* Your task
Reproduce word for word the part of the wine facts article starting with "2. There are" and going on through "12 for red wine.".

* Given text
*All information about ‘wine’ in this article is referring only to grape wines.
One of the most popular alcoholic beverages of modern times, it’s no surprise that wine continues to be a source of fascination, tradition and pleasure. Whether enjoyed whilst on a date, during a fancy Sunday brunch, a night out with friends or alone at home, the time for wine is now!
Both affordable and easily accessible to the public, one does not need to be a connoisseur in order to enjoy wine. From less than $10 a glass or even $20 for a decent bottle, it’s time to equip everyone with essential wine knowledge!
Here are 16 facts in no particular order about wine! Newbies to the realm of savoring fermented alcoholic grape juice do read on and maybe the next time you’re raising a glass with your infamous wine guzzling buddies, quiz them on some of the basics you’re about to learn!
1. We have monks to thank for modern day wine
Wine as we know today is largely attributed to the monks of the Benedictine monasteries who both innovated and preserved the art of wine production during the Middle Ages. The earliest known wineries date back to 6000BC and 4000BC in Georgia and Armenia respectively.
Although wine was produced and consumed in ancient civilizations like Egypt, Greece and the Roman Empire, the production techniques and technology we have today is due to the research and development during Medieval times.
2. There are 9-12 steps in the production process
Wine making has fundamentally remained the same for centuries being that sugar and yeast found naturally on and in grapes create alcohol when processed turning the grape juice into wine!
The process of making white and red wine is similar with several key differences. The chart above illustrates the process for red wine. For white wines, skins are removed before fermentation whereas for reds the skins are left on throughout to impart color. White wines also ferment longer at lower temperatures and red wines are left to age longer than whites. In total there are 9 steps in the process of making white wine and 12 for red wine.

* Given records
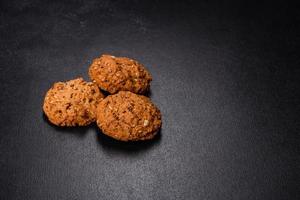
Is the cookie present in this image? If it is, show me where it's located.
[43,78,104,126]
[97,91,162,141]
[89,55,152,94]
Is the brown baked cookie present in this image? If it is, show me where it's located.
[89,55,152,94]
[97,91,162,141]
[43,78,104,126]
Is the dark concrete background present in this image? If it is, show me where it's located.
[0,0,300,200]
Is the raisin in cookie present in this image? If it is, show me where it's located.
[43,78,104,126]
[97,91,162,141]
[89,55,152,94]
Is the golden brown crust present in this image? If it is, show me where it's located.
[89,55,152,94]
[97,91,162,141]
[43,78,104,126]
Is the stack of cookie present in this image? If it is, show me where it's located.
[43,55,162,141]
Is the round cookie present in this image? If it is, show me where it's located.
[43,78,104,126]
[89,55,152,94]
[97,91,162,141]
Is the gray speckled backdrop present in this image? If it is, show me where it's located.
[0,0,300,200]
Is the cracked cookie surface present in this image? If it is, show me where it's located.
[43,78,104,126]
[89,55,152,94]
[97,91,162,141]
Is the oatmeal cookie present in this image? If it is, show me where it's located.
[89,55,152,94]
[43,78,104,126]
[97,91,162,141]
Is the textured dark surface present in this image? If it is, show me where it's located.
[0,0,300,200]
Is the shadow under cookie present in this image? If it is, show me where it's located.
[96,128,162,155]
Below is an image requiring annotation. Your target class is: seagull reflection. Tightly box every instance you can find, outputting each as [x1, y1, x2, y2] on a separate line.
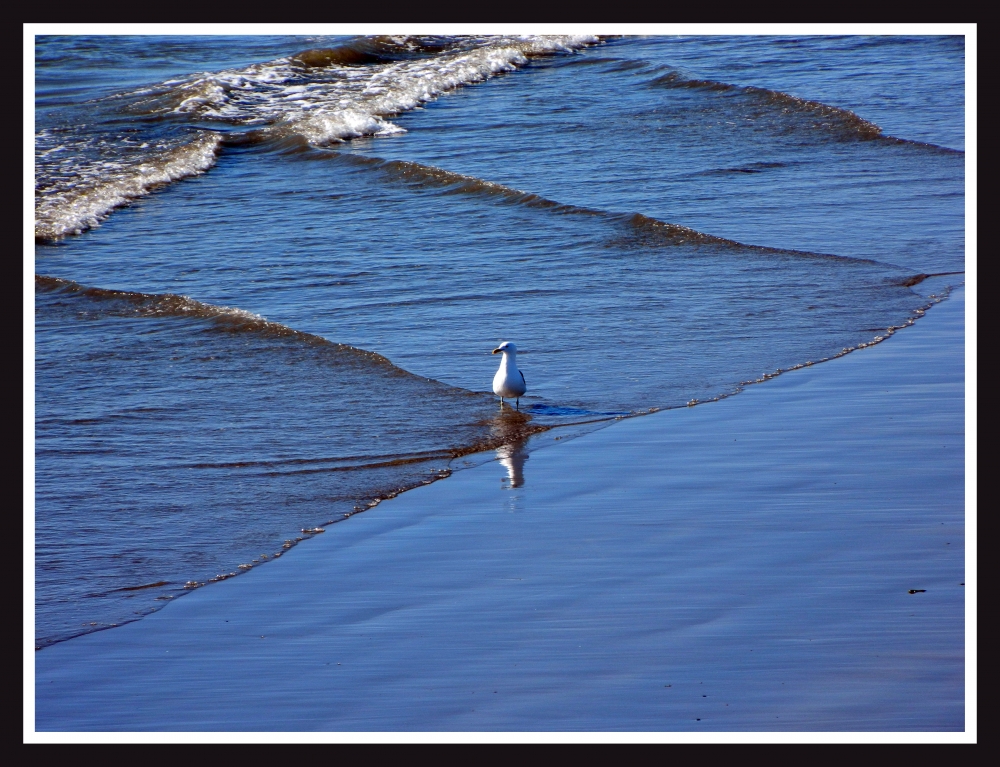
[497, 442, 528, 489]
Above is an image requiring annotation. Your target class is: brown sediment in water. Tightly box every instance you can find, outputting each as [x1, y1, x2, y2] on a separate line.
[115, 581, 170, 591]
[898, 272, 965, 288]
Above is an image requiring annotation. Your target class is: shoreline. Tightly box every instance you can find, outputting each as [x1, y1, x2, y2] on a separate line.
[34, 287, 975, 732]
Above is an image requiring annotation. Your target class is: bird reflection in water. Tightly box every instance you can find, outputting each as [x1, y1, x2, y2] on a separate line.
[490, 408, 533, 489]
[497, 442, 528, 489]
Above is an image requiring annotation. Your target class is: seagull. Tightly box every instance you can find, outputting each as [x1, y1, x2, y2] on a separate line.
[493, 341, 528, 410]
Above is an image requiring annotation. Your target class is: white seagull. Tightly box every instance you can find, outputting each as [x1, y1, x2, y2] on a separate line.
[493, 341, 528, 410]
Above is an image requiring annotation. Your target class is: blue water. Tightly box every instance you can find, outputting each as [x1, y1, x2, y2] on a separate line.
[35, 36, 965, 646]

* Final result
2. There are 9-12 steps in the production process
Wine making has fundamentally remained the same for centuries being that sugar and yeast found naturally on and in grapes create alcohol when processed turning the grape juice into wine!
The process of making white and red wine is similar with several key differences. The chart above illustrates the process for red wine. For white wines, skins are removed before fermentation whereas for reds the skins are left on throughout to impart color. White wines also ferment longer at lower temperatures and red wines are left to age longer than whites. In total there are 9 steps in the process of making white wine and 12 for red wine.